EXERCISE TASK A: Decide whether each statement agrees with the essay on emotional pain. Answer yes or no for each, and quote the words of the essay that decide it. (i) One way to avoid the pain is to withdraw from the person who seems to cause the discomfort. (ii) The redirecting comments the essay describes all use the word "I". (iii) "I'm not good enough" is given as one of the thoughts behind unwanted feelings.

SELECTED EXCERPT:
How do you defend yourself from feeling your biggest pain?

How do you defend yourself from feeling your biggest pain?
By Peter Caughey

‘Our beauty is sometimes trapped behind tightly locked gates’

 

How do you defend yourself from feeling your biggest emotional pain?

 

There are many different methods we can use to avoid experiencing a feeling that we don’t like, and behind these feelings are usually thoughts that arise. Thoughts like nobody really loves me or I’m not good enough. Thoughts that nobody really sees you or that you have nothing really useful to add to the world. Thoughts that nobody really wants to listen to you or that you don’t have anything very important to say. You may have feelings of inadequacy or have a feeling that there is something wrong with you. You may think one or some of these or none of them; you may have others.

 

Some of the methods people can use to avoid feeling the pain that comes from these thoughts can be by withdrawing from the person who is presumably making them feel discomfort or you could switch off and go inside yourself so you don’t hear or feel it. Or you could get angry with the person who is triggering the feeling either by what they are saying or doing. You could try to find fault in the other person to make them wrong to make you feel better, or you could transfer or redirect the attention to somebody else and point out what they are doing, this seems to be a common way of avoiding our own feelings and reactions.

 

If you use transferring or redirecting as a method to avoid your own feelings of discomfort, you may use comments like “but you do that” or “you say things like that’ or ‘that’s what you do, or “you speak like that, that’s why I react” or “when I ask you to stop and you don’t listen to me”. All these can be ways of redirecting attention away from yourself so you don’t have to be responsible for your own feelings and uncomfortableness.

 

Notice all of these comments use the word ‘you’ for example, “you do this” and “you do that” or “you always do that”, or “I see you doing that”, or “you are not listening to me”, or “you don’t give me time to speak”. There seems to be very little, if any responsibility for your own feelings, its all about what the other person is doing.

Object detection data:
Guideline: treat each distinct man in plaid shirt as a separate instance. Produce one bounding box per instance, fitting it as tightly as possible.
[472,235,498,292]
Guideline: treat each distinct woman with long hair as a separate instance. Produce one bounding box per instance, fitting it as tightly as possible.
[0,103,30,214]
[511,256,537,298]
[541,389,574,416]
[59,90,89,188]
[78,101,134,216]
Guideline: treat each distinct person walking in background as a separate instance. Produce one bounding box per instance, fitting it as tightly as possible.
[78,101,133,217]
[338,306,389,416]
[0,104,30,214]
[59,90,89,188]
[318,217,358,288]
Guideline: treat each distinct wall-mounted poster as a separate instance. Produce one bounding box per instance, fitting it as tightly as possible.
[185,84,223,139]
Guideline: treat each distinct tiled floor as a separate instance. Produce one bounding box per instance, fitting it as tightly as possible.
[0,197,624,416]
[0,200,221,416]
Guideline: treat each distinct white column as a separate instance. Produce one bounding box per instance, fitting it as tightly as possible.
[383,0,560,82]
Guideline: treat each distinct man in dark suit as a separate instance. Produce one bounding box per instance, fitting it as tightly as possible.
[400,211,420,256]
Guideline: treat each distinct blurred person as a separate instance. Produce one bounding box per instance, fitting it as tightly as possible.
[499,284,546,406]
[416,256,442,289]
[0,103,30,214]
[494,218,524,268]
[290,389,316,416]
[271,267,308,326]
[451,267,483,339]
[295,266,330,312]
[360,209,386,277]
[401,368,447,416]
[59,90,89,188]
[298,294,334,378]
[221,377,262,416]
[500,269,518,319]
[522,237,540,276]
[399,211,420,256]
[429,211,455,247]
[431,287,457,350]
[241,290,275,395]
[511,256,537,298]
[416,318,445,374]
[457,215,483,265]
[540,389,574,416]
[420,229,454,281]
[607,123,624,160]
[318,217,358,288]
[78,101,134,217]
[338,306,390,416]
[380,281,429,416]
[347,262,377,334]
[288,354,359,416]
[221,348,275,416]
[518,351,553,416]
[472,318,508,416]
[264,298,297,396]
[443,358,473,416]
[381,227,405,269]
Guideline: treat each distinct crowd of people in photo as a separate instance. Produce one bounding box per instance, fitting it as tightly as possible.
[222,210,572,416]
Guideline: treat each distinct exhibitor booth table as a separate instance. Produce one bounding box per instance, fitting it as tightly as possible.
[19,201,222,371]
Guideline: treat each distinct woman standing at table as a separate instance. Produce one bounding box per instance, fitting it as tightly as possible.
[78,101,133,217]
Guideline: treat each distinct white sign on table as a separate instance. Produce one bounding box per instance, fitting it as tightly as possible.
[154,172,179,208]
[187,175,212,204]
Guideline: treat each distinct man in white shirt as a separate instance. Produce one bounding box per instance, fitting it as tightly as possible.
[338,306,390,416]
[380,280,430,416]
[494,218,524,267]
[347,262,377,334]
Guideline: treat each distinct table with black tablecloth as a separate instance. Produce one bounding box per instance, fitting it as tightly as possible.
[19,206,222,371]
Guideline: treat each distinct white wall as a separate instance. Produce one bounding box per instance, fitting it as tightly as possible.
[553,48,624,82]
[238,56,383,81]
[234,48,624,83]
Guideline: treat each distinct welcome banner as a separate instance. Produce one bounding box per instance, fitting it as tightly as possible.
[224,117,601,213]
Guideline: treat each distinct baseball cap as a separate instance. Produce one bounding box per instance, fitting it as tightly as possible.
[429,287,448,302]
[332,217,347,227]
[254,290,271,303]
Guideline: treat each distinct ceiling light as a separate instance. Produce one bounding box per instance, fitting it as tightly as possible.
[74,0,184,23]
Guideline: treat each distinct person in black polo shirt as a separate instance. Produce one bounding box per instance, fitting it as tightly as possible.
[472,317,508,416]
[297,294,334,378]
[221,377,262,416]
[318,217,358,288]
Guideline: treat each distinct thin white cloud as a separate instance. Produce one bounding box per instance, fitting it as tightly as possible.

==

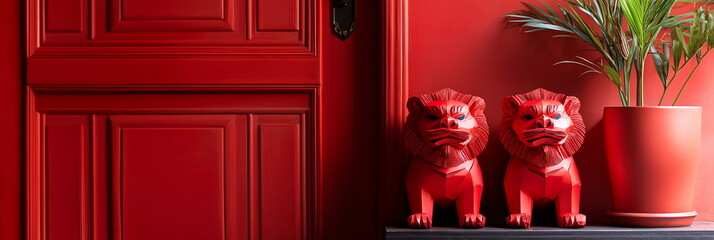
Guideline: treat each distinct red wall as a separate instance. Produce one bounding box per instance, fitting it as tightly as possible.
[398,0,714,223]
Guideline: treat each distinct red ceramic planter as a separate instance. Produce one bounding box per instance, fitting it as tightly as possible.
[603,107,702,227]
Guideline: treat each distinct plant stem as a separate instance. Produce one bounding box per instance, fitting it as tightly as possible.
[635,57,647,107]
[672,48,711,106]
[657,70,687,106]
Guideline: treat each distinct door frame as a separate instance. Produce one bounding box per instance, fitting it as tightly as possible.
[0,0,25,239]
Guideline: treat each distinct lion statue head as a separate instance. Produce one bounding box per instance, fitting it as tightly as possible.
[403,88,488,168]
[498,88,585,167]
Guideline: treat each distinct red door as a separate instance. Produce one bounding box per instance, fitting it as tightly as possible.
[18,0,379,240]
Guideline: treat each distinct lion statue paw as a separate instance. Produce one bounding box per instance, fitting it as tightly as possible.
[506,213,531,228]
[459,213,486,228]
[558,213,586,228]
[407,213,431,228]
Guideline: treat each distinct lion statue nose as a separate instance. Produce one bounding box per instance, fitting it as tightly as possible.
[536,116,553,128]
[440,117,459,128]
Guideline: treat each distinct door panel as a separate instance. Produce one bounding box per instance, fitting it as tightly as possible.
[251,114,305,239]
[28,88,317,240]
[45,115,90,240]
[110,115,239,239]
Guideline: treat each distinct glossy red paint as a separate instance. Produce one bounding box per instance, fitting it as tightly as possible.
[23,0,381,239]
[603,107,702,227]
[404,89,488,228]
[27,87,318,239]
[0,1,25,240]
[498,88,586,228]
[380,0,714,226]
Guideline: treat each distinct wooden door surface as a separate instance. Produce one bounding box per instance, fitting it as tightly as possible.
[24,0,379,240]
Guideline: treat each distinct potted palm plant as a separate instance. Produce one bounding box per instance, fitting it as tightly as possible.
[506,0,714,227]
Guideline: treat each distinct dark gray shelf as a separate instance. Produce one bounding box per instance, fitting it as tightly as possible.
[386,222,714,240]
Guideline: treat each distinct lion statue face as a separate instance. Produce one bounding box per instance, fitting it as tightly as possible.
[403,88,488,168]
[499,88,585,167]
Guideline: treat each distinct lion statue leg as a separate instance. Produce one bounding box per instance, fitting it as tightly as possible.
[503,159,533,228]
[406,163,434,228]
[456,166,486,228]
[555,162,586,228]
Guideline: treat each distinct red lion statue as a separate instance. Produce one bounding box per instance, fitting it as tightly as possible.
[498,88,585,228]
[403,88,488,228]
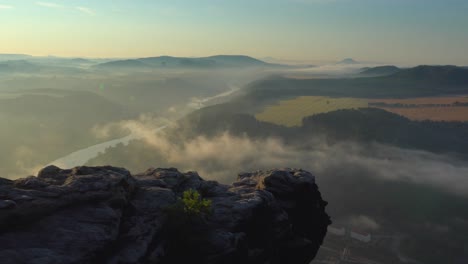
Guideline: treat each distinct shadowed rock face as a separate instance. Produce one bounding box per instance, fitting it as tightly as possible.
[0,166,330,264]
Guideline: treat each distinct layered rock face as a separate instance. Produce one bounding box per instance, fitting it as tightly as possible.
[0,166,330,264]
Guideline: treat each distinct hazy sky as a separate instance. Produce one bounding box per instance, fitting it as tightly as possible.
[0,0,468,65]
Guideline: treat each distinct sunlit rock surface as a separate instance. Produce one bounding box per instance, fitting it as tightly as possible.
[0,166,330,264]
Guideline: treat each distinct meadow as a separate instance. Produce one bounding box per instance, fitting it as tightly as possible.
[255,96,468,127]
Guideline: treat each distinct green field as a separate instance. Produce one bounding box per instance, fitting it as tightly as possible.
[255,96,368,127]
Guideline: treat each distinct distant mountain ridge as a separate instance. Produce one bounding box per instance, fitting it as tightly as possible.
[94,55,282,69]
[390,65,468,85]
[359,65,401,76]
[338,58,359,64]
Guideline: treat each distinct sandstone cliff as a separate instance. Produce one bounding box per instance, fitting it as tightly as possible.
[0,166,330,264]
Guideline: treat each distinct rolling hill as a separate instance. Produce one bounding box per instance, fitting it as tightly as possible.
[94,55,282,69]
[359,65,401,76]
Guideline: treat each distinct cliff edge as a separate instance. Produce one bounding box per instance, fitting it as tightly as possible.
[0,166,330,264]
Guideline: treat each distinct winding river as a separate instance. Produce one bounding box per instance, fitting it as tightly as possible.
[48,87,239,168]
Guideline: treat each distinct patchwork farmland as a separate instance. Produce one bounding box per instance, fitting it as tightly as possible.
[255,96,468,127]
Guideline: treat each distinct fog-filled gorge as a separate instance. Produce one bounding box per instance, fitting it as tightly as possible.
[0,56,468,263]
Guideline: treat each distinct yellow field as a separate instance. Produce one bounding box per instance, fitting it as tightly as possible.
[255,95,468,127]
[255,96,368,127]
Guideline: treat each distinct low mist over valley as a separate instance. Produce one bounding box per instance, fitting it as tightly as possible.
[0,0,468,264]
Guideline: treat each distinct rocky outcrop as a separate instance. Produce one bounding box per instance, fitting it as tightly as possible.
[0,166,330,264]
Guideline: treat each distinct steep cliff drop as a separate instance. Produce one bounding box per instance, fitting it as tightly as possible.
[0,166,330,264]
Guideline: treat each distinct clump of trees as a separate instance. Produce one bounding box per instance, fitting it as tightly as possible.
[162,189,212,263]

EXERCISE TASK B: Edit the entries from the line with "Guideline: treat each distinct white column" up to and including the line with "[19,201,222,371]" so that "blurred person" becomes "out-of-focus person". Leave everything else unchanged, and return only those lines.

CORRECT OUTPUT A:
(i) Yes: "by withdrawing from the person who is presumably making them feel discomfort"
(ii) No: "Notice all of these comments use the word ‘you’"
(iii) Yes: "Thoughts like nobody really loves me or I’m not good enough."

CORRECT OUTPUT B:
Guideline: treat each distinct white column as a separate instance. Produce one bounding box per instance, fitting it as tightly as possible.
[383,0,560,82]
Guideline: treat each distinct man in dark suit as a separate instance. Produce one bounding box per instance, fitting it as tightly as possible.
[400,211,420,256]
Guideline: treat each distinct out-of-focus person as a separate instance. Produce one bounding box per instance, fitting it as tightly as possible.
[499,284,546,406]
[416,256,442,289]
[0,103,30,214]
[494,218,524,268]
[290,389,316,416]
[271,267,308,326]
[451,267,483,339]
[295,266,330,312]
[360,209,386,277]
[401,368,447,416]
[59,90,89,188]
[298,294,334,378]
[221,377,262,416]
[500,269,518,319]
[522,237,540,276]
[399,211,420,256]
[429,211,455,247]
[431,287,457,350]
[241,290,275,395]
[511,256,537,298]
[416,318,445,374]
[457,215,483,265]
[540,389,574,416]
[420,229,454,281]
[607,123,624,160]
[318,217,358,288]
[78,101,134,217]
[338,306,390,416]
[380,281,429,416]
[347,262,377,334]
[288,354,359,416]
[221,348,275,416]
[518,351,553,416]
[472,318,508,416]
[264,298,297,396]
[443,358,473,416]
[381,227,405,269]
Guideline: treat each distinct crowd of people in photo as a separate instance. Produce one bounding box per instance, fitting it as tightly as possible.
[222,210,572,416]
Guideline: treat each distinct exhibitor booth table as a separate instance. Produce one bounding box per instance, fitting it as tightly as possible.
[19,201,222,371]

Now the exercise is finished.